#### TEXTO PROPORCIONADO:
>>>
El taller de tonelería de mi abuelo

El taller de tonelería de mi abuelo

Todavía recuerdo el taller oscuro y casi siniestro de mi abuelo Gabriel. Al fondo y en la semioscuridad guardaba las tablas y hierros destinados para fabricar las barricas para guardar el vino. Estaba situado en una calle estrecha del pueblo, detrás de la estación de trenes y para cruzar había que esperar a que el oficial de turno nos diera la orden para poder pasar la vía.

Antes habíamos dejado la calle principal del pueblo, el PASEO DE SAN FRANCISCO, por un lado sus modernos edificios y por el otro los chalets con sus jardines repletos de hortensias azules y sus suelos cubiertos de piedrecillas blancas.
Sus árboles repletos de hojas muy verdes que servían para cobijarnos de los rayos del sol durante la estación veraniega y de la lluvia los de otoño e invierno.

Era un trabajo muy duro , pero mi abuelo tenía una especial habilidad para ejercer este menester, bien por la costumbre o por su nata habilidad. Con la ayuda de un cincel moldeaba las barricas a mano y luego a base de golpes de martillo colocaba los aros de hierro que sujetaban las cubas.

La tonelería era el segundo trabajo de mi abuelo, pues por las mañanas hacía de celador de arbitrios.

A mi querida madre se le partía el corazón al ver a su padre con tan duro trabajo. Muchas tardes íbamos a visitarle. En cuanto llegábamos dejaba de golpear su martillo y se le notaba se ponía muy contento con nuestra visita. Nos besaba rozando nuestra cara con aquel su bigotillo cano y nos transmitía parte de su energía.
Aunque era de complexión delgada, tenía la suficiente fortaleza para poder ejercer tan duro quehacer. En aquel momento debía tener unos 60 años y su pelo era canoso con abundantes entradas que las tapaba con su boina negra ancha.

En cuanto pisábamos el taller cruzaba al bar de enfrente y compraba un par de limonadas.
Mi madre con el fin de que no gastara le decía que no teníamos sed, pero él como era una persona muy generosa y su mayor placer era poder invitar, cogía los dos botellines y vertía su contenido por el suelo. Así que ya sabíamos había que aceptar su invitación si no queríamos que la limonada fuera a regar el suelo.

Aparte de trabajar mucho y tomarse algunos chiquitos con sus amigos, lo recuerdo por la noche en su cama con un libro entre sus manos y un cigarrillo. Esa costumbre la heredaron sus hijos. Le hubiera encantado tener un hijo con título universitario, pero en aquellos tiempos era impensable. Solamente podían estudiar los hijos de familias muy adineradas.

Sus hijos varones salieron tan habilidosos como mi abuelo y fueron emprendedores, montando primero un taller de cepillería, al principio en un local bastante simple, pero unos años después consiguieron instalar una nave industrial más grande e innovadora.
<<<
#### QUÉ HARÁS:
Reproduce sin cambios el relato sobre el taller de tonelería a partir de las palabras que contienen "Antes habíamos dejado". Detente justo después de "otoño e invierno.".

#### FRAGMENTOS DE DATOS:
>>>
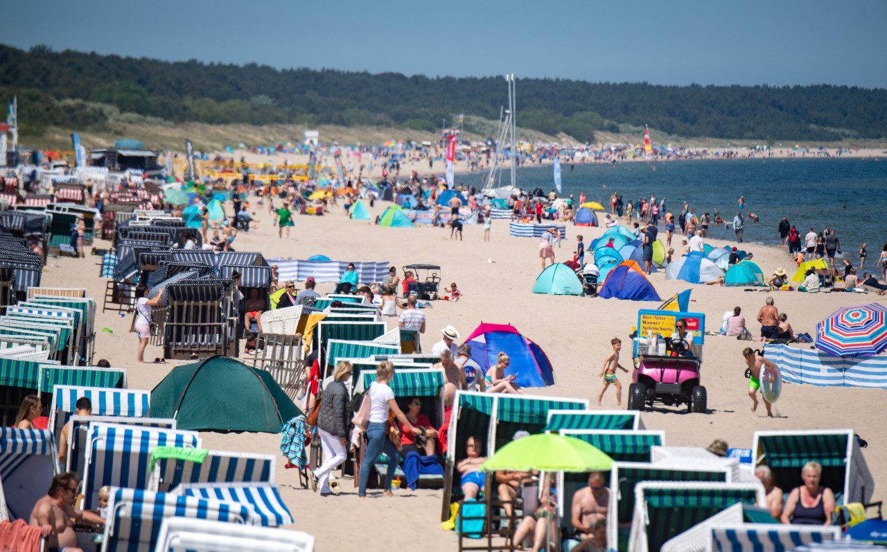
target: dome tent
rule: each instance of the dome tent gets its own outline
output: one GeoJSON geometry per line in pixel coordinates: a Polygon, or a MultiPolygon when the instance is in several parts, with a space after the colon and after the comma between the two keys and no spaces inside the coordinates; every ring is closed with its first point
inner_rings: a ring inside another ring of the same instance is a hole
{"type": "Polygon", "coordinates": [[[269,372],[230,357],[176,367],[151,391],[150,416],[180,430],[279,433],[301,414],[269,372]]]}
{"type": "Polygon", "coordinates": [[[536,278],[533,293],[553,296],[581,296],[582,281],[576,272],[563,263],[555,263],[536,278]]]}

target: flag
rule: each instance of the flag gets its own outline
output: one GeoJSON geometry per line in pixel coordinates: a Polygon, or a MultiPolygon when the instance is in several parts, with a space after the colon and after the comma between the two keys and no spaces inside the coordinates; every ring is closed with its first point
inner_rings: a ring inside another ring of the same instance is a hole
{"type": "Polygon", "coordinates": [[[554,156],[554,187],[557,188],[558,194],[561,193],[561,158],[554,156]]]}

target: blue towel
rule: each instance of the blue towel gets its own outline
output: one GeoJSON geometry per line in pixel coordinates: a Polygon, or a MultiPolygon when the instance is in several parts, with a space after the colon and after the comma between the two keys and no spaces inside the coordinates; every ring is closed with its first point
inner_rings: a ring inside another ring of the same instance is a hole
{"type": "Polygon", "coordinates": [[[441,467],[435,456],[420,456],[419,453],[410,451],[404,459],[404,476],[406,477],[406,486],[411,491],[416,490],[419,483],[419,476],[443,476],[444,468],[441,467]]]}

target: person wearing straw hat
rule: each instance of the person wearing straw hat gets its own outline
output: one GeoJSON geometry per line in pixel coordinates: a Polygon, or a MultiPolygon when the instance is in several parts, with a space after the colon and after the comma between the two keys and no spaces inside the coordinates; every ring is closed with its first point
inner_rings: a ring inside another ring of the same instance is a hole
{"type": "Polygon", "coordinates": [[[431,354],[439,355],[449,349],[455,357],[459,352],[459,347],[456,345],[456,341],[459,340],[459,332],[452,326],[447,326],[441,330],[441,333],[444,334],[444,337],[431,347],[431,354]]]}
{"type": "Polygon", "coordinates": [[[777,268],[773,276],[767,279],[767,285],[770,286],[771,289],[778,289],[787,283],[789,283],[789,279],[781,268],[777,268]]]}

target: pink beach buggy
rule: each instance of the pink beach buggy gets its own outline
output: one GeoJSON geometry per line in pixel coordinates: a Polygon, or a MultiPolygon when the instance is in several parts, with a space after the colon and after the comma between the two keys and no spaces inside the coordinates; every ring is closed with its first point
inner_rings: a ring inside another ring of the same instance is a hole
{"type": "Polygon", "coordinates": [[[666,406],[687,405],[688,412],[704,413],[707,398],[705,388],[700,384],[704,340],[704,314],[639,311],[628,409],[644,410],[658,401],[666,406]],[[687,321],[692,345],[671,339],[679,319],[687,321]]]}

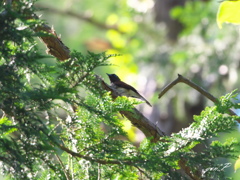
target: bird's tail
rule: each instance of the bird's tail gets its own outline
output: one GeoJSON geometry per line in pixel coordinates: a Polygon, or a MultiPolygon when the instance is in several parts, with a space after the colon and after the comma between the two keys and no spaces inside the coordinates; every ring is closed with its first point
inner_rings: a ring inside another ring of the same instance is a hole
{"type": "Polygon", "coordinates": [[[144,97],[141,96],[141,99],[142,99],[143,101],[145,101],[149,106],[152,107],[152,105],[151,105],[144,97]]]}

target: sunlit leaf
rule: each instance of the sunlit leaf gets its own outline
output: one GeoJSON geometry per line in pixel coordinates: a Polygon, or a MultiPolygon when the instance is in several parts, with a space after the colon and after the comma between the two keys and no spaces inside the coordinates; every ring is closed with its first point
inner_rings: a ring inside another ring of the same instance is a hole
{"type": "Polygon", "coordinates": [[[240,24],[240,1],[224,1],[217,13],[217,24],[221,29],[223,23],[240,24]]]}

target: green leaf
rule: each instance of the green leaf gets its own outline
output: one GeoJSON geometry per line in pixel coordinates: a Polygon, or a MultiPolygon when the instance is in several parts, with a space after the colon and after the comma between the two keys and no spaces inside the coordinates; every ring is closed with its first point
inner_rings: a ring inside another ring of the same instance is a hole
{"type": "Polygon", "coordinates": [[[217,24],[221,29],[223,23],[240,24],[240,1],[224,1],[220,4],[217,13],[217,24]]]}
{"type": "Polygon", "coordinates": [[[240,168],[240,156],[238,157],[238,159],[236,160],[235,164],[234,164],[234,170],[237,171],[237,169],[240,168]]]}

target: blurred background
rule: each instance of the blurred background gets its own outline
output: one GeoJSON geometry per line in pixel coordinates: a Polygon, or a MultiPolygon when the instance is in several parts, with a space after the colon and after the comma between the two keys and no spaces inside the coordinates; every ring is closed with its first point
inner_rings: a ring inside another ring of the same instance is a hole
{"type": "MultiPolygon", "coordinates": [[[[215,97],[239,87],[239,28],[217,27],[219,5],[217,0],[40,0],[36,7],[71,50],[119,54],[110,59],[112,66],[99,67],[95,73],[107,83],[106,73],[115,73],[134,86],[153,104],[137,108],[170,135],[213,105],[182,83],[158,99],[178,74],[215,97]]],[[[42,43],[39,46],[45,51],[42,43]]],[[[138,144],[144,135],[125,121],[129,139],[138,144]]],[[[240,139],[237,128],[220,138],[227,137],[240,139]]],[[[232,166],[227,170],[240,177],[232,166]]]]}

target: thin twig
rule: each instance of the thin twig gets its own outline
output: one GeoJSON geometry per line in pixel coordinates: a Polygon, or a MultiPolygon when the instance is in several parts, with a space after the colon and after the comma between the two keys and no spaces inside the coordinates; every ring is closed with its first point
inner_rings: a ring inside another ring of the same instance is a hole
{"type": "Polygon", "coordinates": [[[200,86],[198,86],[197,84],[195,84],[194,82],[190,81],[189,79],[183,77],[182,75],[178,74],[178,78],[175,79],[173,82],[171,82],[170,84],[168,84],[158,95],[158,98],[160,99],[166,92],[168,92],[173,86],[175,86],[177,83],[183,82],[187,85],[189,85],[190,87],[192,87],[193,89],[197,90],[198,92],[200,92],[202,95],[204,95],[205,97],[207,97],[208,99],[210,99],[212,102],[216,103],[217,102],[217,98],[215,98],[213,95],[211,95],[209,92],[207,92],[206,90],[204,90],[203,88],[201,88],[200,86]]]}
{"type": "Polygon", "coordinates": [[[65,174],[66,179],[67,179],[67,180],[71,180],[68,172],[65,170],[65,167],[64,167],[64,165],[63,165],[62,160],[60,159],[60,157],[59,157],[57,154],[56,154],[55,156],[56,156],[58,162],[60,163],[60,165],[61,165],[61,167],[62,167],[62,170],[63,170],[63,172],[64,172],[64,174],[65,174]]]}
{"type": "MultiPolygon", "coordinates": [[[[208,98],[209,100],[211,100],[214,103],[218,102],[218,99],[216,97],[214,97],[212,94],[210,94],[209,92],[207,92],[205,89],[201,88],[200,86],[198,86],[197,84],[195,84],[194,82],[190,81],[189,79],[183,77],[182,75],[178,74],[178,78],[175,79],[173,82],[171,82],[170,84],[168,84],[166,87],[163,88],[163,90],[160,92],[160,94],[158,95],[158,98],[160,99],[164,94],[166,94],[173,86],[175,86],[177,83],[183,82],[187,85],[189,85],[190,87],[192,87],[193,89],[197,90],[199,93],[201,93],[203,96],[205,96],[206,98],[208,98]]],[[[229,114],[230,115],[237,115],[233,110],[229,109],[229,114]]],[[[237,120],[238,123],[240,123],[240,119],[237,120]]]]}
<<<
#### SOLUCIÓN DEL EJERCICIO:
Antes habíamos dejado la calle principal del pueblo, el PASEO DE SAN FRANCISCO, por un lado sus modernos edificios y por el otro los chalets con sus jardines repletos de hortensias azules y sus suelos cubiertos de piedrecillas blancas.
Sus árboles repletos de hojas muy verdes que servían para cobijarnos de los rayos del sol durante la estación veraniega y de la lluvia los de otoño e invierno.